# Material supplied:
┄┄┄┄┄┄┄┄┄┄
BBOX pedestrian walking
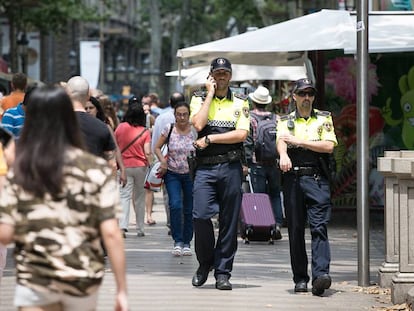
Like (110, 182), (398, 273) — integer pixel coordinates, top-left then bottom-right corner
(151, 92), (185, 234)
(0, 87), (128, 311)
(115, 98), (152, 237)
(155, 102), (195, 256)
(277, 79), (338, 296)
(190, 57), (250, 290)
(244, 86), (283, 236)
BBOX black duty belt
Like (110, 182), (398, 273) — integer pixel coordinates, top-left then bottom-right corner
(197, 150), (241, 165)
(256, 159), (276, 166)
(289, 166), (321, 176)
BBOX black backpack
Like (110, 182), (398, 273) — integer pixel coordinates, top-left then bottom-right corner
(251, 113), (278, 162)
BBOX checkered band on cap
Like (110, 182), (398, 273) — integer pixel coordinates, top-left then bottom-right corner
(210, 57), (232, 72)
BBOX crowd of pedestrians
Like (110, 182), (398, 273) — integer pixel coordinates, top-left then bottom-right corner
(0, 57), (337, 310)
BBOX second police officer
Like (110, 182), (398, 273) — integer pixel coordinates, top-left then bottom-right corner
(277, 79), (338, 296)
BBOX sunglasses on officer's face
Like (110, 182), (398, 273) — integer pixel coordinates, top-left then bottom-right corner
(296, 91), (316, 97)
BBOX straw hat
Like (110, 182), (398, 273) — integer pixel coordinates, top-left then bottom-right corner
(249, 85), (272, 105)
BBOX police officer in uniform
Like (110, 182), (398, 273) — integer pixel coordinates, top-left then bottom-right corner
(277, 79), (338, 296)
(190, 57), (250, 290)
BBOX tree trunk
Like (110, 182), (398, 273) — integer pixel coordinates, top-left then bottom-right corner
(149, 0), (162, 95)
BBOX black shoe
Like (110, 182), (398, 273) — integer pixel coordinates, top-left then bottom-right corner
(275, 226), (282, 240)
(191, 266), (210, 287)
(295, 281), (308, 293)
(216, 274), (233, 290)
(312, 274), (332, 296)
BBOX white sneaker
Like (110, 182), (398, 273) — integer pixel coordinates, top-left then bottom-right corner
(183, 247), (193, 256)
(171, 245), (183, 257)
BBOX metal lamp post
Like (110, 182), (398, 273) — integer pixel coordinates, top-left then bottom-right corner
(17, 32), (29, 74)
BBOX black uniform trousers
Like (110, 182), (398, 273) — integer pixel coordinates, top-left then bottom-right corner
(193, 161), (243, 277)
(283, 173), (332, 283)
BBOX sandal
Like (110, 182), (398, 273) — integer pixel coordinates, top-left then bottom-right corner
(147, 219), (156, 226)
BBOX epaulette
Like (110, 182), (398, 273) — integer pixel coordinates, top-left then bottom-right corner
(315, 109), (331, 117)
(233, 93), (248, 100)
(279, 114), (293, 121)
(194, 91), (207, 99)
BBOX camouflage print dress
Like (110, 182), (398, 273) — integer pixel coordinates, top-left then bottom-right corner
(0, 149), (119, 296)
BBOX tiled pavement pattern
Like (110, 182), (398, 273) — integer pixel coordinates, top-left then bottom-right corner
(0, 193), (391, 311)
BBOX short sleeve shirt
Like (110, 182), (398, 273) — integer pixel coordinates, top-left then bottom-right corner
(161, 124), (195, 174)
(276, 109), (338, 166)
(0, 149), (119, 296)
(190, 90), (250, 156)
(115, 122), (151, 167)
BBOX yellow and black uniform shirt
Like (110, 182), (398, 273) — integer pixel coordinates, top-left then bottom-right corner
(190, 89), (250, 157)
(276, 109), (338, 167)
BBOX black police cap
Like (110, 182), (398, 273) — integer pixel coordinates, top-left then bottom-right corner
(210, 57), (232, 72)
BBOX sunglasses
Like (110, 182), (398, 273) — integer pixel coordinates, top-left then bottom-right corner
(175, 112), (190, 118)
(296, 91), (316, 97)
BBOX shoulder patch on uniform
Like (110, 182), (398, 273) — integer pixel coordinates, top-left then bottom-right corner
(279, 114), (292, 121)
(315, 110), (331, 117)
(243, 107), (250, 118)
(233, 93), (248, 100)
(194, 91), (206, 98)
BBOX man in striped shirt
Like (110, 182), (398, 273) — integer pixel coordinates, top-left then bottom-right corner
(1, 87), (35, 140)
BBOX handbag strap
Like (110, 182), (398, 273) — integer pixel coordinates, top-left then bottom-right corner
(121, 128), (147, 153)
(161, 123), (175, 154)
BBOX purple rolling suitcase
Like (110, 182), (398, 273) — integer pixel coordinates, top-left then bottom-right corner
(240, 176), (276, 244)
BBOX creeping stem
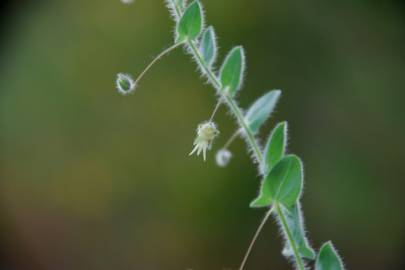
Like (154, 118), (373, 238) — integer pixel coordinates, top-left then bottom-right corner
(135, 43), (183, 85)
(187, 40), (263, 164)
(239, 206), (274, 270)
(167, 0), (305, 270)
(274, 203), (305, 270)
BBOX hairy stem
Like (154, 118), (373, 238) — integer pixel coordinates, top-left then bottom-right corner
(187, 40), (263, 164)
(171, 0), (305, 270)
(239, 206), (274, 270)
(135, 43), (182, 85)
(275, 203), (305, 270)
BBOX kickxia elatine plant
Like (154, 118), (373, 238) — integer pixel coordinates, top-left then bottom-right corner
(116, 0), (344, 270)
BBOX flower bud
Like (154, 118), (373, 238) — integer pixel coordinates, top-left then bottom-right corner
(115, 73), (136, 96)
(215, 149), (232, 167)
(121, 0), (135, 5)
(190, 121), (219, 161)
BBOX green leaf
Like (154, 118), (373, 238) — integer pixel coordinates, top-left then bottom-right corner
(250, 155), (303, 208)
(281, 203), (316, 260)
(245, 90), (281, 134)
(263, 122), (287, 175)
(174, 0), (187, 9)
(200, 26), (217, 66)
(176, 0), (204, 42)
(315, 242), (344, 270)
(220, 46), (245, 96)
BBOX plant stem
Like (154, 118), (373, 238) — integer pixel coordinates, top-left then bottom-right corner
(187, 40), (263, 164)
(167, 0), (263, 166)
(171, 0), (305, 270)
(222, 129), (240, 149)
(275, 203), (305, 270)
(239, 206), (274, 270)
(135, 43), (183, 85)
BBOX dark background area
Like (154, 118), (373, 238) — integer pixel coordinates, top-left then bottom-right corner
(0, 0), (405, 270)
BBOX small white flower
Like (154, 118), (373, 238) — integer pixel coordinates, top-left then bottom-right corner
(215, 149), (232, 167)
(115, 73), (136, 96)
(190, 121), (219, 161)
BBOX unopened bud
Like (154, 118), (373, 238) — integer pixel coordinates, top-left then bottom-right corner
(115, 73), (136, 96)
(215, 149), (232, 167)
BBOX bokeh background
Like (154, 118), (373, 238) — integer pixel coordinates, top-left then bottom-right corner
(0, 0), (405, 270)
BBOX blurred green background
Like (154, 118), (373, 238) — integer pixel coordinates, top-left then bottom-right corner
(0, 0), (405, 270)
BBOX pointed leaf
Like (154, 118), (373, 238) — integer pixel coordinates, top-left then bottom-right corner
(200, 26), (217, 66)
(176, 0), (204, 42)
(315, 242), (344, 270)
(263, 122), (287, 175)
(220, 46), (245, 96)
(245, 90), (281, 133)
(250, 155), (303, 207)
(281, 203), (316, 260)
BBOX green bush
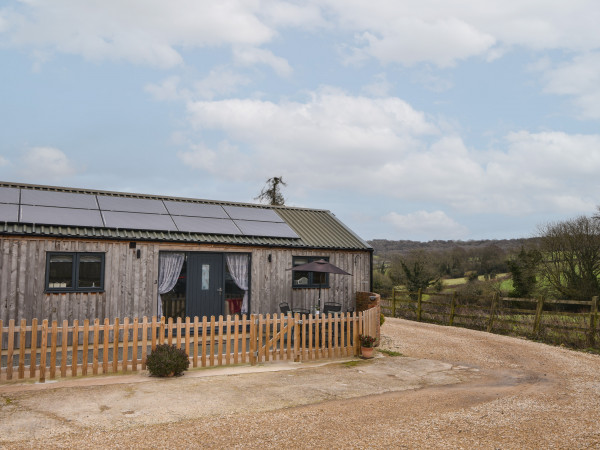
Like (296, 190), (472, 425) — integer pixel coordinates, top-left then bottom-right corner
(146, 344), (190, 377)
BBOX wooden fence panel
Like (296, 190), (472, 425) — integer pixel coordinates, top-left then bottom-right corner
(0, 307), (379, 381)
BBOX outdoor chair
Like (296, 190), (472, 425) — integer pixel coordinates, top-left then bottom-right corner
(323, 302), (342, 314)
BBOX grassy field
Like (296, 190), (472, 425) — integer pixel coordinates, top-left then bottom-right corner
(442, 273), (513, 293)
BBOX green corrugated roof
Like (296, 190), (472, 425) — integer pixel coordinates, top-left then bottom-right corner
(0, 182), (371, 250)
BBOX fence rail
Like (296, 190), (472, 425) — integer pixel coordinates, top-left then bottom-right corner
(0, 306), (380, 382)
(381, 289), (600, 348)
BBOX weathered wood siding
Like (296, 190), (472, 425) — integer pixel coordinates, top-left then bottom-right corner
(0, 236), (370, 323)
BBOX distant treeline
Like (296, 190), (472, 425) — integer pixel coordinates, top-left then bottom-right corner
(368, 238), (539, 256)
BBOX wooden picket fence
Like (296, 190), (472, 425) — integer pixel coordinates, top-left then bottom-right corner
(0, 306), (379, 382)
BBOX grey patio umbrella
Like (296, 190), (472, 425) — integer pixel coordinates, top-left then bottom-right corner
(288, 259), (352, 308)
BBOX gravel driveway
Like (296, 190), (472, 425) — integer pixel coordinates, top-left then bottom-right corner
(0, 318), (600, 449)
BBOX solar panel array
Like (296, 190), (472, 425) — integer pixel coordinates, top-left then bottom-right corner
(0, 187), (299, 239)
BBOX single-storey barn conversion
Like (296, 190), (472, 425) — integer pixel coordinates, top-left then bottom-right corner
(0, 182), (373, 323)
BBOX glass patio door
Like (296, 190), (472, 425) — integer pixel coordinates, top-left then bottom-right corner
(186, 253), (224, 318)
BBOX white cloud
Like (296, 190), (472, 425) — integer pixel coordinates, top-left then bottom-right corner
(323, 0), (600, 66)
(233, 47), (292, 77)
(144, 76), (190, 101)
(544, 52), (600, 119)
(0, 0), (276, 67)
(382, 210), (468, 240)
(361, 18), (495, 67)
(177, 141), (252, 179)
(182, 89), (600, 215)
(20, 147), (79, 182)
(188, 89), (437, 186)
(194, 68), (250, 99)
(363, 73), (392, 97)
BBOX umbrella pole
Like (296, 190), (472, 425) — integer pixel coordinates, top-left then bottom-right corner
(318, 283), (323, 312)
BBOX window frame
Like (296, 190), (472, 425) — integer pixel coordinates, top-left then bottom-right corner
(291, 255), (330, 289)
(45, 252), (106, 293)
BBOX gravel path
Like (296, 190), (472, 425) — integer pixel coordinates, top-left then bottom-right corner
(0, 318), (600, 449)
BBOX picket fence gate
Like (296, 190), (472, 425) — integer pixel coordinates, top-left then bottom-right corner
(0, 306), (380, 382)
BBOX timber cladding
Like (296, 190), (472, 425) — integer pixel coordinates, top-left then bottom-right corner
(0, 236), (370, 323)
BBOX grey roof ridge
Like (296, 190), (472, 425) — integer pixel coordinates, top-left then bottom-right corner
(0, 181), (331, 214)
(327, 211), (373, 250)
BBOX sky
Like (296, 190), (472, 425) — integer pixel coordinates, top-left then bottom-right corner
(0, 0), (600, 241)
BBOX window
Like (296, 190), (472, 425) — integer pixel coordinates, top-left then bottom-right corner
(46, 253), (104, 292)
(292, 256), (329, 288)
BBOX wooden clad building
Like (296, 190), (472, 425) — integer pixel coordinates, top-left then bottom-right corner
(0, 182), (372, 323)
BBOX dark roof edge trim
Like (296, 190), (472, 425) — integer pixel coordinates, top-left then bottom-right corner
(0, 181), (330, 212)
(0, 232), (373, 252)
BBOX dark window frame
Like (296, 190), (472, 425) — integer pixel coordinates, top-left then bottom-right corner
(45, 252), (106, 293)
(291, 256), (330, 289)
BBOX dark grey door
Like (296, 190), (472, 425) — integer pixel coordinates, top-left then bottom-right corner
(186, 253), (223, 318)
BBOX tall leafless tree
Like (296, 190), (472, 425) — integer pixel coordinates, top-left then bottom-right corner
(539, 216), (600, 300)
(254, 177), (287, 206)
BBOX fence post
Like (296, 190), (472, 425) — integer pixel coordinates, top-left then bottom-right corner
(448, 291), (456, 326)
(487, 292), (499, 333)
(250, 314), (257, 366)
(40, 319), (48, 383)
(533, 296), (544, 336)
(587, 297), (598, 347)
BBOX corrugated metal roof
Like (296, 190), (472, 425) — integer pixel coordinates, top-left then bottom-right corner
(0, 182), (371, 250)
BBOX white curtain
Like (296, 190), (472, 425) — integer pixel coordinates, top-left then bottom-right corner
(158, 253), (185, 318)
(225, 254), (248, 314)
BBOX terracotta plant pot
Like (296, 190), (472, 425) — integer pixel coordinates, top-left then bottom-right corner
(360, 347), (374, 359)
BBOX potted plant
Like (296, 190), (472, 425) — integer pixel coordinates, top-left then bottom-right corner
(358, 334), (377, 358)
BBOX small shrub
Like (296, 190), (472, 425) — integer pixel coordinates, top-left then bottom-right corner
(358, 334), (377, 348)
(378, 348), (404, 356)
(146, 344), (190, 377)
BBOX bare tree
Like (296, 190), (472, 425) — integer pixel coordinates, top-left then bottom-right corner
(254, 177), (287, 206)
(539, 216), (600, 300)
(390, 250), (439, 296)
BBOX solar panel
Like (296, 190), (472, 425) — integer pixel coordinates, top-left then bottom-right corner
(102, 211), (177, 231)
(223, 206), (284, 222)
(234, 220), (299, 238)
(0, 203), (19, 222)
(21, 189), (98, 209)
(173, 216), (242, 234)
(165, 200), (229, 219)
(0, 188), (19, 204)
(21, 205), (104, 227)
(98, 195), (167, 214)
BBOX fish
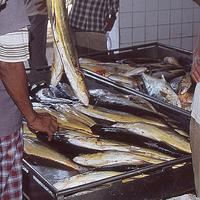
┄┄┄┄┄┄┄┄┄┄
# What you will do:
Rewrite the stretch of material from the line containing "BBOX gravel path" through the line containing "(291, 256), (330, 289)", swapping "timber cladding" for "wood siding" and leaving everything else unchanged.

# Full answer:
BBOX gravel path
Like (296, 190), (472, 425) — integer pixel coordinates, top-left then bottom-right corner
(0, 318), (600, 449)
BBOX picket fence gate
Like (296, 190), (472, 425) — integer pixel coordinates, top-left then bottom-right corner
(0, 306), (380, 382)
BBOX wood siding
Like (296, 190), (472, 425) — integer pixel coordinates, top-left then bottom-right corner
(0, 236), (370, 323)
BBOX grey roof ridge
Like (296, 190), (472, 425) — integer pixel coordinates, top-left then bottom-right corner
(0, 181), (331, 214)
(327, 211), (373, 250)
BBOX sky
Like (296, 190), (472, 425) — integer pixel coordinates, top-left then bottom-right corner
(0, 0), (600, 241)
BBOX window
Like (296, 190), (472, 425) — integer pixel coordinates, top-left then bottom-right corner
(46, 253), (104, 292)
(292, 256), (329, 288)
BBOX wooden clad building
Like (296, 190), (472, 425) — integer pixel coordinates, top-left then bottom-right corner
(0, 182), (372, 323)
BBOX dark roof edge trim
Like (296, 190), (472, 425) — integer pixel coordinates, top-left then bottom-right corner
(0, 181), (330, 212)
(0, 232), (373, 252)
BBOX dark window frame
Like (296, 190), (472, 425) — integer pixel coordinates, top-left then bottom-right corner
(45, 252), (106, 293)
(291, 256), (330, 289)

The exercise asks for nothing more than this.